• **WHAT YOU NEED TO DO**
Tally the lines in the entries below that contain the word "church". Give only the number.

┌─ STORED DATA

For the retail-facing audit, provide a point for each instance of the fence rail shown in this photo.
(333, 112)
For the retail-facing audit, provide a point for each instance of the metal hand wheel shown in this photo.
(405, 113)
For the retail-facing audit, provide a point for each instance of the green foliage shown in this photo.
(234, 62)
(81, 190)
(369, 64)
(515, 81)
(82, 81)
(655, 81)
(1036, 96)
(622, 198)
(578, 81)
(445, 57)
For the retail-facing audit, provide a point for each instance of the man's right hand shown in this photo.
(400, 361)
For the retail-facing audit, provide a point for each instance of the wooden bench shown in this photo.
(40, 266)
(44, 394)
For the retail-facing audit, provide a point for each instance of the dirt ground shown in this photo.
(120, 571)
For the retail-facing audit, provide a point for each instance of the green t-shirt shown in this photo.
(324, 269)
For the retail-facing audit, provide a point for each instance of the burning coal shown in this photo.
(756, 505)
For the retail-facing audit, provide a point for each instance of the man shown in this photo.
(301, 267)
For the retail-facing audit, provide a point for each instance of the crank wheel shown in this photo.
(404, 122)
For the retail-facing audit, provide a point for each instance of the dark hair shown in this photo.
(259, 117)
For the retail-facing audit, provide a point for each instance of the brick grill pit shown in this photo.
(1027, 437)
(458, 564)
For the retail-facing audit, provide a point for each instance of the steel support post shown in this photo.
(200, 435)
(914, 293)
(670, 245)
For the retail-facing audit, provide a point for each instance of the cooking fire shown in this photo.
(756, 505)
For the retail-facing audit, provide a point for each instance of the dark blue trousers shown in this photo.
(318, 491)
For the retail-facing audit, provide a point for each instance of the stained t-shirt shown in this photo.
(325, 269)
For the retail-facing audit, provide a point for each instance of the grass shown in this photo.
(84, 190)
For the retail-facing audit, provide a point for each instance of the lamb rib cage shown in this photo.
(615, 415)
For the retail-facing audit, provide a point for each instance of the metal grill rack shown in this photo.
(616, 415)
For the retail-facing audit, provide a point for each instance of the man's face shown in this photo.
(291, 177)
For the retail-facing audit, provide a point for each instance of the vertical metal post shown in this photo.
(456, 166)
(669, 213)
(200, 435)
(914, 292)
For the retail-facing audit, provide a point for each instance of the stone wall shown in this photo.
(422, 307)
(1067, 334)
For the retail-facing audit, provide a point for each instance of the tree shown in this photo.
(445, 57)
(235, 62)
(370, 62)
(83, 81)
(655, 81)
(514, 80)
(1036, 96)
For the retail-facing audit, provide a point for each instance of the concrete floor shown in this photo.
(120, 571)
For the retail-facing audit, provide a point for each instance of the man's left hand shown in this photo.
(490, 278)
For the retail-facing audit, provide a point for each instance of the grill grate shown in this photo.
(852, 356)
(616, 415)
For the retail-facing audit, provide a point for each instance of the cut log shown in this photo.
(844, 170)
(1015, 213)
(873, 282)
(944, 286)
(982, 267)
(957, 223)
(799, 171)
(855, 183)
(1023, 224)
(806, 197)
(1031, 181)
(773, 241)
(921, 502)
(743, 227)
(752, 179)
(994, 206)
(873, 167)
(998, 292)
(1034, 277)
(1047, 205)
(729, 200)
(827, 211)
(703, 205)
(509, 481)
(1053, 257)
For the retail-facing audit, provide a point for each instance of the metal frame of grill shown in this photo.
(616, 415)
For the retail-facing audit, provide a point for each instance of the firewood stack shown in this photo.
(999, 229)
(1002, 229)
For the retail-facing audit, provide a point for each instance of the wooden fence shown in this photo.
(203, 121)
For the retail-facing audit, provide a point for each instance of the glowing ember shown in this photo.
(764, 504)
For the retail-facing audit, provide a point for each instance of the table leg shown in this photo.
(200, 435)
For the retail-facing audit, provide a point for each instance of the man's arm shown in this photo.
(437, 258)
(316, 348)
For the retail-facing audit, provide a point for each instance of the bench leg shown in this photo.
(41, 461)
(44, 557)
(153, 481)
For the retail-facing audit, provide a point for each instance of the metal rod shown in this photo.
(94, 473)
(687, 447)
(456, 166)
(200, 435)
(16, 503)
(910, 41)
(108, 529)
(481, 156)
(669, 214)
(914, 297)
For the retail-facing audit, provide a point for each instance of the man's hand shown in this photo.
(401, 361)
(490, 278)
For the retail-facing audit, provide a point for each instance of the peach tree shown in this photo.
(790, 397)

└─
┌─ STORED DATA

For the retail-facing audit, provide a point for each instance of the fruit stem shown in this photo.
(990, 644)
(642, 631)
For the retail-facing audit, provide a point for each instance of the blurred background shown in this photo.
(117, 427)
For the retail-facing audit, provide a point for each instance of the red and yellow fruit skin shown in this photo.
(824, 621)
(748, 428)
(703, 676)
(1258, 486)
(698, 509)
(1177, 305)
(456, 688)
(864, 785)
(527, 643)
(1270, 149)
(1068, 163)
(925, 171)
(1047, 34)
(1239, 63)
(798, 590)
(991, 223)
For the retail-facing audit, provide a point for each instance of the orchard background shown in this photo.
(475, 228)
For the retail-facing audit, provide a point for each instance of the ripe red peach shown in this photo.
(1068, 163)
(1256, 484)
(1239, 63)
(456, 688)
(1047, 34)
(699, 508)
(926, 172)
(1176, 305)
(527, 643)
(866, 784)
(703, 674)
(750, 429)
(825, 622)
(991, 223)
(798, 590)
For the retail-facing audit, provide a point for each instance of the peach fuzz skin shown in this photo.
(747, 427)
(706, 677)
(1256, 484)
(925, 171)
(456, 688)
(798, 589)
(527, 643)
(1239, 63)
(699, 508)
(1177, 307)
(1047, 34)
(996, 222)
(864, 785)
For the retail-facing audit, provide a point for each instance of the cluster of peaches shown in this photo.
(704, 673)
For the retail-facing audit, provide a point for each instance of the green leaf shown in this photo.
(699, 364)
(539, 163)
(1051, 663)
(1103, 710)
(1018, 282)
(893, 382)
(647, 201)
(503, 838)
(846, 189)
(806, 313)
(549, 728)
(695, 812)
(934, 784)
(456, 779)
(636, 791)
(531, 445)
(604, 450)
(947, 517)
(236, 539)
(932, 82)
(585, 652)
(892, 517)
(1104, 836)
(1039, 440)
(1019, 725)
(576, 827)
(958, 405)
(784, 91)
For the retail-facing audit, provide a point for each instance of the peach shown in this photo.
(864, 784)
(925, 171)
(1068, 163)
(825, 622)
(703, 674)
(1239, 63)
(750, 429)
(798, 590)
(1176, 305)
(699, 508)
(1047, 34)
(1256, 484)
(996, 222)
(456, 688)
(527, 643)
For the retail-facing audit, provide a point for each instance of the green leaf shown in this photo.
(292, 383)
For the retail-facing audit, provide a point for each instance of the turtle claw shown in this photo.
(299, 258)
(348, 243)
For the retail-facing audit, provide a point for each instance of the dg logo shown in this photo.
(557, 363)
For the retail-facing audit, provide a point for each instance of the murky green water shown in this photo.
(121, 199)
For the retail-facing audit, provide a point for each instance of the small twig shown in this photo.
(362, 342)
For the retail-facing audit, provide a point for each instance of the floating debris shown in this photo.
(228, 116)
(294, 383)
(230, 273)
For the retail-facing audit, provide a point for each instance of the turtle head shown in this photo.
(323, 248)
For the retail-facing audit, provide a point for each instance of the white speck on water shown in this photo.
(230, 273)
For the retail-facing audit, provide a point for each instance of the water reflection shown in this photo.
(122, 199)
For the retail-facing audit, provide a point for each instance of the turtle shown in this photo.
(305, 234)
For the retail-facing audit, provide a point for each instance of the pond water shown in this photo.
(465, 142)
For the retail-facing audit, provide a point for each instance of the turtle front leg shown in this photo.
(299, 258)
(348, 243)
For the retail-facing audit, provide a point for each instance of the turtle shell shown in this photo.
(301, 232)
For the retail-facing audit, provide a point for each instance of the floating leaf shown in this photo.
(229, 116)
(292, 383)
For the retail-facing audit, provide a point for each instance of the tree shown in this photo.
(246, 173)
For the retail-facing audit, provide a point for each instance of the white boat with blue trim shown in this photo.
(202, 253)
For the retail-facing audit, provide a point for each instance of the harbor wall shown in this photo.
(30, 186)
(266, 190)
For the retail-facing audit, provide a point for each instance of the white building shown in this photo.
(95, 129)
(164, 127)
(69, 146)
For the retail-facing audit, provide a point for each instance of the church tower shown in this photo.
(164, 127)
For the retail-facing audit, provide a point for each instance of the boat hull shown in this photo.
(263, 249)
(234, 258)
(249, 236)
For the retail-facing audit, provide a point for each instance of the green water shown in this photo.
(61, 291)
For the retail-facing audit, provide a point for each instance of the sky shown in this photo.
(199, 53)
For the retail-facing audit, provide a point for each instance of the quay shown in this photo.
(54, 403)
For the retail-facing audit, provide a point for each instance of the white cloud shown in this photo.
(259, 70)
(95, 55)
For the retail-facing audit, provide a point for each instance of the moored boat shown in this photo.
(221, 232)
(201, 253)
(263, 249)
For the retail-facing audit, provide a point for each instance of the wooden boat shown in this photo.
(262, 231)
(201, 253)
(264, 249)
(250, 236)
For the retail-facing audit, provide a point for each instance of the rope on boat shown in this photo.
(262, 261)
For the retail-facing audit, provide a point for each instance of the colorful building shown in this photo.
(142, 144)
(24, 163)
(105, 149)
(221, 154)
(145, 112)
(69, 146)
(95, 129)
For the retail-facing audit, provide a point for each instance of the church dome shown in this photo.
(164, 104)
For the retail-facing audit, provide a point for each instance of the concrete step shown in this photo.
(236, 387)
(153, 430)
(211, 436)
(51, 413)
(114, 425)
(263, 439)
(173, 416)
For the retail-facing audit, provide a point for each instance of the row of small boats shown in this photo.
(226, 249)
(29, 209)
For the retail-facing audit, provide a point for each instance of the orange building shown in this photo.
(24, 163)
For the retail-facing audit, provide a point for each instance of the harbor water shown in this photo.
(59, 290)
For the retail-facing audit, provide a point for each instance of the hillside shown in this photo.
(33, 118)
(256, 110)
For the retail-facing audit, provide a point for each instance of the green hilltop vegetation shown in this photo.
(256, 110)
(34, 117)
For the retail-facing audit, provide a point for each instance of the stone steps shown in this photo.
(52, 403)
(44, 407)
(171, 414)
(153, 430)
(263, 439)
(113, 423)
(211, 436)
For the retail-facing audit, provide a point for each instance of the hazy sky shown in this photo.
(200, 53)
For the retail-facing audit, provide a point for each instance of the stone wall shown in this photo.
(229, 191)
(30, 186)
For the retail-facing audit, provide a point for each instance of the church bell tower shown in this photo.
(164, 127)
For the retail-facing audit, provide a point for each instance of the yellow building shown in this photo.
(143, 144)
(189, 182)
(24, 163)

└─
┌─ STORED DATA

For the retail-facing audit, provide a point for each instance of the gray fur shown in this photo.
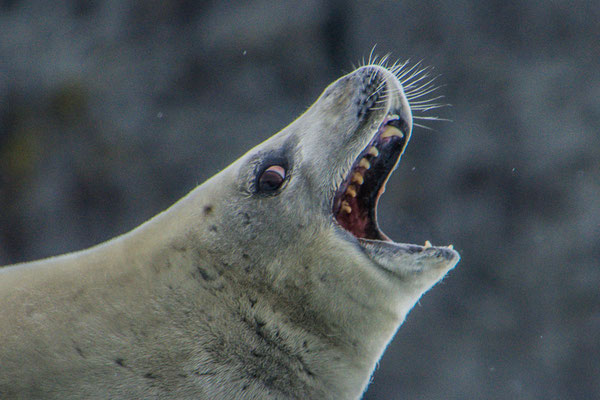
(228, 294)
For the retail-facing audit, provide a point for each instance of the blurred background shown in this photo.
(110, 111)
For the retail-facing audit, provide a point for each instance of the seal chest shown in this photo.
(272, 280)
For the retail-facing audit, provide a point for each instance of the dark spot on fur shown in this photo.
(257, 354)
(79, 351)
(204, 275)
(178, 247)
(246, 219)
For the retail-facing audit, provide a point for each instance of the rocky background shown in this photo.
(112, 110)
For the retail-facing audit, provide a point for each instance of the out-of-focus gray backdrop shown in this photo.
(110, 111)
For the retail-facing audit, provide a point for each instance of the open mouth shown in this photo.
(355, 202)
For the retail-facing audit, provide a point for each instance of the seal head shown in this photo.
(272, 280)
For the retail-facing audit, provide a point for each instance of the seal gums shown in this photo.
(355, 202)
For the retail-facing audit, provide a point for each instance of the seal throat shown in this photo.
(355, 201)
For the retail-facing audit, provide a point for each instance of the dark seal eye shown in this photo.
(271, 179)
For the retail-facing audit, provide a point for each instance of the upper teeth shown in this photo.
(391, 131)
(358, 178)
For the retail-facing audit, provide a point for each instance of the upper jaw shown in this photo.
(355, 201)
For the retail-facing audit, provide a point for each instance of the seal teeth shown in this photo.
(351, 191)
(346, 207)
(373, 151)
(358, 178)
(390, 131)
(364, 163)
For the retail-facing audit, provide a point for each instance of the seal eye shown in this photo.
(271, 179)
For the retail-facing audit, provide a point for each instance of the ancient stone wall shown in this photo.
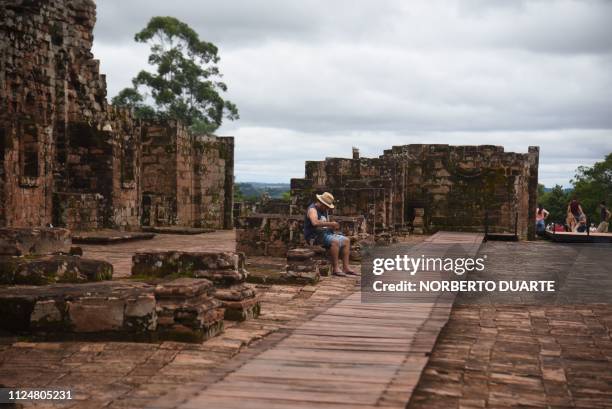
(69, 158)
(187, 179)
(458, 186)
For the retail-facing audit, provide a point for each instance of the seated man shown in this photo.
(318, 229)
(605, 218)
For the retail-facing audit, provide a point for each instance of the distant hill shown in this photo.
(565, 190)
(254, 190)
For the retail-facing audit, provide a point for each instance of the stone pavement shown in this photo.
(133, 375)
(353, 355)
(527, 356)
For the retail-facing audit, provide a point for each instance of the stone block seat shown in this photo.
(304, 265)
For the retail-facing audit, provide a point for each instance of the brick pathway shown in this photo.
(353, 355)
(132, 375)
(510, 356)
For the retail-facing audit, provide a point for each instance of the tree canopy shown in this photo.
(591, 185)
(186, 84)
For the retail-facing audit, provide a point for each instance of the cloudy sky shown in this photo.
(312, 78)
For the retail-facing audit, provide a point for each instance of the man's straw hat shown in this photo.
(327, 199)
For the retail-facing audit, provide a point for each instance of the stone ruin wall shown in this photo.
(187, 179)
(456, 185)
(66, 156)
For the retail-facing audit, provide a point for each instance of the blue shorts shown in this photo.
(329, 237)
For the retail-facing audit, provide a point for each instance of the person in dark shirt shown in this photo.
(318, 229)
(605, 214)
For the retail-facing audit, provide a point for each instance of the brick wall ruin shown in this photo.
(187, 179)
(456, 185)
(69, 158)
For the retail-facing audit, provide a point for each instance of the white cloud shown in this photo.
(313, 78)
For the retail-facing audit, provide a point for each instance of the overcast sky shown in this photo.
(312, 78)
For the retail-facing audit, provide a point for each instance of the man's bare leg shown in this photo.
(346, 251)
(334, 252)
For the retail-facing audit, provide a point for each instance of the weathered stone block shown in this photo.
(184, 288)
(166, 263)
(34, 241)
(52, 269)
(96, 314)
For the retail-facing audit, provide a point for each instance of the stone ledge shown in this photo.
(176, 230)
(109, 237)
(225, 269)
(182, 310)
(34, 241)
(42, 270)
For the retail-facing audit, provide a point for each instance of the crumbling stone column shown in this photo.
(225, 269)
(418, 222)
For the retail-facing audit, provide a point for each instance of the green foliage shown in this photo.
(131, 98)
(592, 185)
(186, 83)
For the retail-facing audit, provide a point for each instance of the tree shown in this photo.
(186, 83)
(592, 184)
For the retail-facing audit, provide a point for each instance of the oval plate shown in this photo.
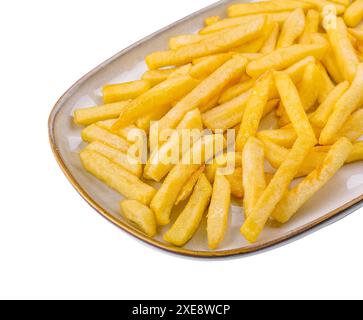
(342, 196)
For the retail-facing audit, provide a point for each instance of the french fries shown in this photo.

└─

• **FINISHED EXERCISE**
3